◆ **Page text**:
══════

In Touch with the Stage
In 2017, we presented our idea for an anthology titled Afropäerinnen1 to the publisher of Neofelis Verlag, Matthias Nauman, which would become the second volume in the Drama Panorama series. Drama Panorama features plays about a certain topic or from a particular language area and is published by translators of an association of the same name. At the time, we had no idea how much work there was ahead of us as editors, and how much staying power we would need. Our initial idea was to translate and publish plays by four Black female artists, some of whom we had worked with before, to make their work accessible to a German-speaking audience—an audience that would include those interested in reading plays as classic closet dramas, but also theatre creators looking for radical content by B(PoC)2 authors. In the end, we became intermediaries for a new generation of French and Belgian authors who take strong afro-feminist positions in their plays and performances: Rébecca Chaillon, Laetitia Ajanohun, Éva Doumbia, and Penda Diouf.
We began the project's conceptual phase by defining ourselves as theatre translators (one from French into German, the other from German into French) with a political orientation (antiracism, queer activism). As we entered the practical phase, it quickly became clear that we were both white3 editors of Afropean drama who—through the militant writing of these authors—would be confronted with their own position; who would have to continually question their own legitimacy, their qualification for and perspective on the work of translating these texts about Black identity; who would have to respond to doubts expressed at the time by some of our colleagues about the relevance of such a "niche topic", affirming that—to paraphrase Penda Diouf4 — a Black woman's experience does in fact possess universality. We believe that through this act of mediation we can ignite a process of reflection—a process we know all too well, because we have been through it without ever being able to claim to have completed it or reached a destination.

══════

◆ **Data provided**:
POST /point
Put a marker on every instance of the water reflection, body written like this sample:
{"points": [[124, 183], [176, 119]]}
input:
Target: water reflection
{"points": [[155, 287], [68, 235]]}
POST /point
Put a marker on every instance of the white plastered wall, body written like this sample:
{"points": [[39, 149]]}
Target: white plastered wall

══════

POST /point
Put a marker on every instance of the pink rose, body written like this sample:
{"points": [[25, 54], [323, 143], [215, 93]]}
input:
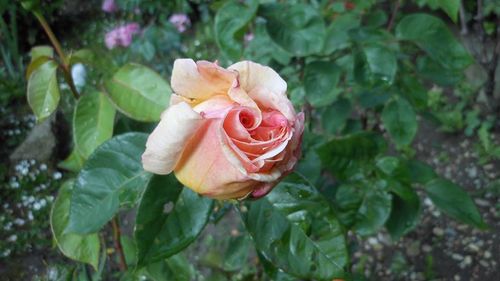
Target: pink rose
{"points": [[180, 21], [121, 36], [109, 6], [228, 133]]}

══════

◆ **List of tasks**:
a) Can you sum up the text about the Afropäerinnen anthology in two sentences?
b) Could you go on with the text about the Afropäerinnen anthology from the point where it stops?
The data play no part in this.

◆ **Answers by item**:
a) In 2017, two theatre translators proposed an anthology titled Afropäerinnen to Neofelis Verlag as the second volume of the Drama Panorama series, planning to translate plays by four Black female artists for a German-speaking audience. They ended up as intermediaries for French and Belgian authors with strong afro-feminist positions (Rébecca Chaillon, Laetitia Ajanohun, Éva Doumbia, and Penda Diouf), and as white editors they had to keep questioning their own position and legitimacy.

b)
Against the backdrop of these considerations, we realised that we would not be able to go it alone and that we needed a format that included staged readings, panels, a workshop, and an intense exchange between the French-language authors and their translators, directors, and actors in a German-language context. We needed a format that went beyond simply publishing a book, we needed the stage to overcome our Berührungsängste, our fear of touch.
These thoughts led us to conceive a series of performances and readings that would lead up to the book's publication and was intended to create a space for an exchange between Black artists in France and Germany. The result was a reading series titled Afropéennes – Afropäerinnen, which was preceded by a lengthy effort to acquire funding that took place from 2017 until 2019 and in coordination with actor and director Lara-Sophie Milagro of the Afro-German art collective Label Noir. The book project became a performance programme, along with all that entailed: Venue selection, coordinating production and stage management, translation, publicity... In September 2019 we were fortunate and proud to learn that the City of Berlin would fund a significant portion of the project und were thus able to begin planning the guest performance and staged readings for the spring of 2020.
On March 14, 2020, the series premiered with Whitewashing, a performance by Rébecca Chaillon (surtitles: Lisa Wegener), at the Flutgraben venue in Berlin—one day before the first official lockdown that would shut down Berlin's cultural sector for months. The event ended up being performed in front of production team members and was streamed online. Now, with the third Covid wave winding down, such a configuration has ostensively become the norm, back then it decidedly was not; on March 14 it felt like a state of emergency that would leave its imprint on subsequent events in the series— planning under hygiene restrictions, another fear of touch we had to face. How could we have simply cancelled a project such as this one, which had been in the making for so long and had grown so close to our hearts?
The staged readings of Die große Bärin [Ursa Major] by Penda Diouf (translated by Yasmine Salimi, directed by Lisa-Sophie Milagro) and LOVE IS IN THE HAIR by Laetitia Ajanohun (translated by Yvonne Griesel, directed by Miriam Ibrahim) were rescheduled for the autumn and were performed for a small audience at the Lettrétage literature house, as well as live-streamed. The staged reading of Drissa by Éva Doumbia (translation: Akilah Silke Güç) had to be cancelled due to the lockdown. Instead, Dela Dabulamanzi created an "audio reading with radio play elements." The initial broadcast of Drissa is planned for the Fall of 2021 on SR 2 Kulturradio.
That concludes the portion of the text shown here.